*Fragmento de página*
========================

Los platos rotos de una crisis siempre los tiene que pagar alguien. La crisis global del sistema financiero de 2008, que arrasó durante casi una década todo el planeta, tuvo un efecto directo sobre la política, que en buena parte de Europa tomó cuerpo a través de la figura de los indignados, un concepto forjado a partir del libro ¡Indignaos!, publicado en 2010 por el diplomático francés Stéphane Hessel, en el que animaba a los jóvenes a rebelarse contra un mundo que no va bien, gobernado por los poderes financieros.
Aquella crisis generó diferencias económicas y sociales profundas, muchas de las cuales todavía se arrastran. Llevó a la ruina a millones de familias, que perdieron el trabajo, la casa y los ahorros. Las ejecuciones hipotecarias y los productos financieros como las preferentes, propios de una estafa piramidal, llevaron a mucha gente al umbral de la pobreza e hicieron endeudar a los gobiernos hasta límites nunca vistos para intentar mantener un estado del bienestar cada vez más anémico .
En Catalunya y en España, este malestar social tuvo su máxima expresión icónica en el denominado 15-M, fruto de las concentraciones en las calles que se sucedieron durante mayo de 2011 y los meses sucesivos. Aquella protesta quería ser una enmienda a la totalidad del régimen bipartidista que se alternaba en España desde el final del franquismo, que se demostraba incapaz de encontrar soluciones. En el terreno político, quien mejor capitalizó esta indignación fueron el Podemos de Pablo Iglesias y los comuns de Ada Colau, que se valieron de su trayectoria de activistas sociales para asumir unos liderazgos de partido e institucionales. Alrededor de los vestigios del espacio político comunista construyeron un discurso en el que se prometía hacer frente al establishment para acabar con las desigualdades. Eran los tiempos de la llamada nueva política, de la que ya nadie habla.

========================

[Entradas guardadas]
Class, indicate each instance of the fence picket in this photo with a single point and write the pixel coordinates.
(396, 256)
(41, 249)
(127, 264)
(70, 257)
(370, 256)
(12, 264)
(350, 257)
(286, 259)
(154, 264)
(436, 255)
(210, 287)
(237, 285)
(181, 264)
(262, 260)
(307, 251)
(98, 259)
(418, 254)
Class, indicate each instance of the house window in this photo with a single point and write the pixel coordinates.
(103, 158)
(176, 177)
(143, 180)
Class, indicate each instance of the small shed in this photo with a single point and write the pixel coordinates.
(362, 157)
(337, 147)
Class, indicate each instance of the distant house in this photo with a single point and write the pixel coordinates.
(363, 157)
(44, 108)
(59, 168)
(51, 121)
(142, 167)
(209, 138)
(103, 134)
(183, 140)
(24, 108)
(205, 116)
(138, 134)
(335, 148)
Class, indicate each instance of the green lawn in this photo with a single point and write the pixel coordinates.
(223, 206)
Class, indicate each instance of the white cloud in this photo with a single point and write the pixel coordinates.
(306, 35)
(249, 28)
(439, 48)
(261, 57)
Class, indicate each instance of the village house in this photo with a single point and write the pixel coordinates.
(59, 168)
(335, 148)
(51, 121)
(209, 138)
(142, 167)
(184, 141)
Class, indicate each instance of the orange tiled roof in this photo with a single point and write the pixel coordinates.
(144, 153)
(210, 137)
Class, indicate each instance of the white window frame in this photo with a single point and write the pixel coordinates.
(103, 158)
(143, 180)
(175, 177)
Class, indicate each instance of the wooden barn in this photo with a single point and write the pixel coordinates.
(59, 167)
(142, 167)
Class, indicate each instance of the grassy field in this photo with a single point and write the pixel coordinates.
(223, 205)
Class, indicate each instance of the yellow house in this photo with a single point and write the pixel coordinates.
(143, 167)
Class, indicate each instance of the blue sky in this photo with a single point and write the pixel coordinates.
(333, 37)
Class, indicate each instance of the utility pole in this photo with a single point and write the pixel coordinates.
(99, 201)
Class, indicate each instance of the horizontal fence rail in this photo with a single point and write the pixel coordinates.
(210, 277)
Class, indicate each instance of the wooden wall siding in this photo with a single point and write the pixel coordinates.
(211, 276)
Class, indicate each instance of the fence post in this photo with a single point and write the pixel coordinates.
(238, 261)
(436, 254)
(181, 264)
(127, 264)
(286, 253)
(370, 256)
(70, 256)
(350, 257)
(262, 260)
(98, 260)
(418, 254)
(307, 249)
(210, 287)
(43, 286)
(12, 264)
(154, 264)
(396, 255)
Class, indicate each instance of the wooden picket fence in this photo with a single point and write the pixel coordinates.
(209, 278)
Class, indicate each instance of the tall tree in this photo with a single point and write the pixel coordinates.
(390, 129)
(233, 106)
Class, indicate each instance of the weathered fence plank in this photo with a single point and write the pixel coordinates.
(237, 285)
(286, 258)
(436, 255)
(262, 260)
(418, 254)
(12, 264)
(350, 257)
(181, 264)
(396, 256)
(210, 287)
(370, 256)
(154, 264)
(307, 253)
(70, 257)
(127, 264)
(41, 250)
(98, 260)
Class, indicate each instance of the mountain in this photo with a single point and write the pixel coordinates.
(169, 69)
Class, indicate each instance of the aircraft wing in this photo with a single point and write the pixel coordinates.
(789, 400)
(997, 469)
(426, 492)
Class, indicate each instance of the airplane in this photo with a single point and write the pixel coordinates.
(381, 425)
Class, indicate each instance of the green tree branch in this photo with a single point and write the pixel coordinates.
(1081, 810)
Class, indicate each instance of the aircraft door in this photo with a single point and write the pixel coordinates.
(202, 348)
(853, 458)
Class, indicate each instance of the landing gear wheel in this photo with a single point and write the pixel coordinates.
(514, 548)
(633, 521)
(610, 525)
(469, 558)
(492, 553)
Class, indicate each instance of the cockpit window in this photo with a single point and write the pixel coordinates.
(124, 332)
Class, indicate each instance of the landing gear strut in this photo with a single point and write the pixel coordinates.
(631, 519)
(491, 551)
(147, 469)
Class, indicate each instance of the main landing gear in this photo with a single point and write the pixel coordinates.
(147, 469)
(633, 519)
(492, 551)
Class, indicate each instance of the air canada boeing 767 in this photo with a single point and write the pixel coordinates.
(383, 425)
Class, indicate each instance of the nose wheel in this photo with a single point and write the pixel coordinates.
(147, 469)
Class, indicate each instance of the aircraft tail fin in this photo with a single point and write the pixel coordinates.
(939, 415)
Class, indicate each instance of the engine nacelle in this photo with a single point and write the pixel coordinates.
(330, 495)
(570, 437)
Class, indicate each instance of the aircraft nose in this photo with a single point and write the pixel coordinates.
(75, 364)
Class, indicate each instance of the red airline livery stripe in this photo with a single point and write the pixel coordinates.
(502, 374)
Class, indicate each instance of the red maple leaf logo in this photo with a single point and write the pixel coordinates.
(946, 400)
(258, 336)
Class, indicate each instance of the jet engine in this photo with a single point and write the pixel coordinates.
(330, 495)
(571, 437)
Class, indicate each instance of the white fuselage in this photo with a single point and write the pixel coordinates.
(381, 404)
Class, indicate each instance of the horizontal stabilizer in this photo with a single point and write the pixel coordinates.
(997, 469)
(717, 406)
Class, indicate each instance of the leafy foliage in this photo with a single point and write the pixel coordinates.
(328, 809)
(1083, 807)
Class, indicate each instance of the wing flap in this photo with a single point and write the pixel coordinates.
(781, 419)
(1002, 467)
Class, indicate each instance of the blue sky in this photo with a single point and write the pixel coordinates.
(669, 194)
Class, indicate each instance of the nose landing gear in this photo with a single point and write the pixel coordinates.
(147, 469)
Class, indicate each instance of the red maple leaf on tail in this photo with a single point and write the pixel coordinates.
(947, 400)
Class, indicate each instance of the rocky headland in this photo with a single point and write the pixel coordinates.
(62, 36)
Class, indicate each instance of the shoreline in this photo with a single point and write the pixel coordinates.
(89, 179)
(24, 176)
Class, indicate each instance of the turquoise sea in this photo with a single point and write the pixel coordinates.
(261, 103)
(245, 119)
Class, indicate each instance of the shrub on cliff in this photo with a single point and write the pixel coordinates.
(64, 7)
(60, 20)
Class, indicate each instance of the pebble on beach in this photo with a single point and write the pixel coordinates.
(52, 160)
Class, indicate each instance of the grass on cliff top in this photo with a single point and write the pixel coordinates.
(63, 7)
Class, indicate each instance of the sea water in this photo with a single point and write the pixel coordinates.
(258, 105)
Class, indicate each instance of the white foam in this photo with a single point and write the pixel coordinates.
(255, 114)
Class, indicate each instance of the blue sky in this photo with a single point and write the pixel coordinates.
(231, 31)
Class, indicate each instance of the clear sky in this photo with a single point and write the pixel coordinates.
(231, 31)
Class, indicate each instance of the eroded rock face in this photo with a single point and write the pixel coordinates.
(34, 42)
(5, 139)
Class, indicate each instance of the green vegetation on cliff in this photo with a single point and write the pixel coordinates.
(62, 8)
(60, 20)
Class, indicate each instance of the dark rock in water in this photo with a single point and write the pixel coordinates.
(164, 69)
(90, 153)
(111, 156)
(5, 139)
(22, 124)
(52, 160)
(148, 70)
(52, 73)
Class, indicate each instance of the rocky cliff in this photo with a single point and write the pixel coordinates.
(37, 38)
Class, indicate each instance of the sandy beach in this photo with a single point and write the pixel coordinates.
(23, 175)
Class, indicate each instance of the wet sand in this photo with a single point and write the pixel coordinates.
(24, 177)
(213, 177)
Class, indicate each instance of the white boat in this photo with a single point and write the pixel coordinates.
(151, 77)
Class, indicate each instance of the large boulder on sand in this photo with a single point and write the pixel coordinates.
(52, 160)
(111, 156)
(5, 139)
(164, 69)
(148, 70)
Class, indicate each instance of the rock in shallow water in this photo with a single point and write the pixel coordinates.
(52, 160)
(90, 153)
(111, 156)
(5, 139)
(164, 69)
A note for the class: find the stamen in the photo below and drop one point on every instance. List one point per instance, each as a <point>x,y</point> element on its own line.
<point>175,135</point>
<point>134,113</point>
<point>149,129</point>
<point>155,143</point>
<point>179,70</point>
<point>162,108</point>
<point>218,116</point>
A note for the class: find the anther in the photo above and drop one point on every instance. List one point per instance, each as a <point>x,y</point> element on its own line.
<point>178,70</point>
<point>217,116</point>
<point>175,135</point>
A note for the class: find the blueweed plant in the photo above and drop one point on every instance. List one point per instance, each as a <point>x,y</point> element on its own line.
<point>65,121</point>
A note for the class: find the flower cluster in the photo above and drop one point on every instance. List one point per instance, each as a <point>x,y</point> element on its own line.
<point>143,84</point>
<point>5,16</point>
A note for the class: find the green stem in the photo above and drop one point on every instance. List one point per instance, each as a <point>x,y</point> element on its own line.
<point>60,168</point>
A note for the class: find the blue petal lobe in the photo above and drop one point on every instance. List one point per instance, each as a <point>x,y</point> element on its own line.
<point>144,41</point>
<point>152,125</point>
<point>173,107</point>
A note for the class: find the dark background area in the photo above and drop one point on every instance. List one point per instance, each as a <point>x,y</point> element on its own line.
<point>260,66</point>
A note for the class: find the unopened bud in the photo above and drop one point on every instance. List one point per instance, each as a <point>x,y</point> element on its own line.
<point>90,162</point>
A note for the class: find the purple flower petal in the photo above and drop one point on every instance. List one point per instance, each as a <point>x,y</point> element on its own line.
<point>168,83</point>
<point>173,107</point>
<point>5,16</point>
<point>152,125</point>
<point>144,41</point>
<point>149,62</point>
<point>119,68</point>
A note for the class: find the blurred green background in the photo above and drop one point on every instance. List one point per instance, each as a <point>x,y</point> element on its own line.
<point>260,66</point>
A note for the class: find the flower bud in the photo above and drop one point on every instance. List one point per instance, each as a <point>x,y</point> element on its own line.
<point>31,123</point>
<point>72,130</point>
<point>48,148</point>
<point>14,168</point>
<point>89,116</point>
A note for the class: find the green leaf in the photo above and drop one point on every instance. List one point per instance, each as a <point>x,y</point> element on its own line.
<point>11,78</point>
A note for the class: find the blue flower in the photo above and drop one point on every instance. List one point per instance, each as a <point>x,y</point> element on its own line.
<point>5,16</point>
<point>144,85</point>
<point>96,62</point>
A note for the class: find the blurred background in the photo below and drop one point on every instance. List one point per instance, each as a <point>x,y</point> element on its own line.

========================

*Qué vas a hacer*
1 – Contesta estas preguntas con lo que dice el texto sobre la crisis de 2008:
(a) ¿Quién publicó ¡Indignaos! y en qué año?
(b) ¿Qué productos financieros se señalan como propios de una estafa piramidal?
(c) ¿En qué mes y año empezaron las concentraciones que dieron lugar al 15-M?
2 – Copia el texto sobre la crisis de 2008 empezando con "En Catalunya y" y siguiendo hasta "ya nadie habla.", pero cambia "Catalunya" por "Cataluña".
3 – Según el texto sobre la crisis de 2008, ¿por qué la protesta del 15-M quería ser una enmienda a la totalidad del régimen bipartidista? Responde en una a tres frases.

*Resultados*
1 –
(a) El diplomático francés Stéphane Hessel, en 2010.
(b) Las preferentes.
(c) En mayo de 2011.

2 –
En Cataluña y en España, este malestar social tuvo su máxima expresión icónica en el denominado 15-M, fruto de las concentraciones en las calles que se sucedieron durante mayo de 2011 y los meses sucesivos. Aquella protesta quería ser una enmienda a la totalidad del régimen bipartidista que se alternaba en España desde el final del franquismo, que se demostraba incapaz de encontrar soluciones. En el terreno político, quien mejor capitalizó esta indignación fueron el Podemos de Pablo Iglesias y los comuns de Ada Colau, que se valieron de su trayectoria de activistas sociales para asumir unos liderazgos de partido e institucionales. Alrededor de los vestigios del espacio político comunista construyeron un discurso en el que se prometía hacer frente al establishment para acabar con las desigualdades. Eran los tiempos de la llamada nueva política, de la que ya nadie habla.

3 – Ese régimen, que se alternaba en España desde el final del franquismo, se demostraba incapaz de encontrar soluciones.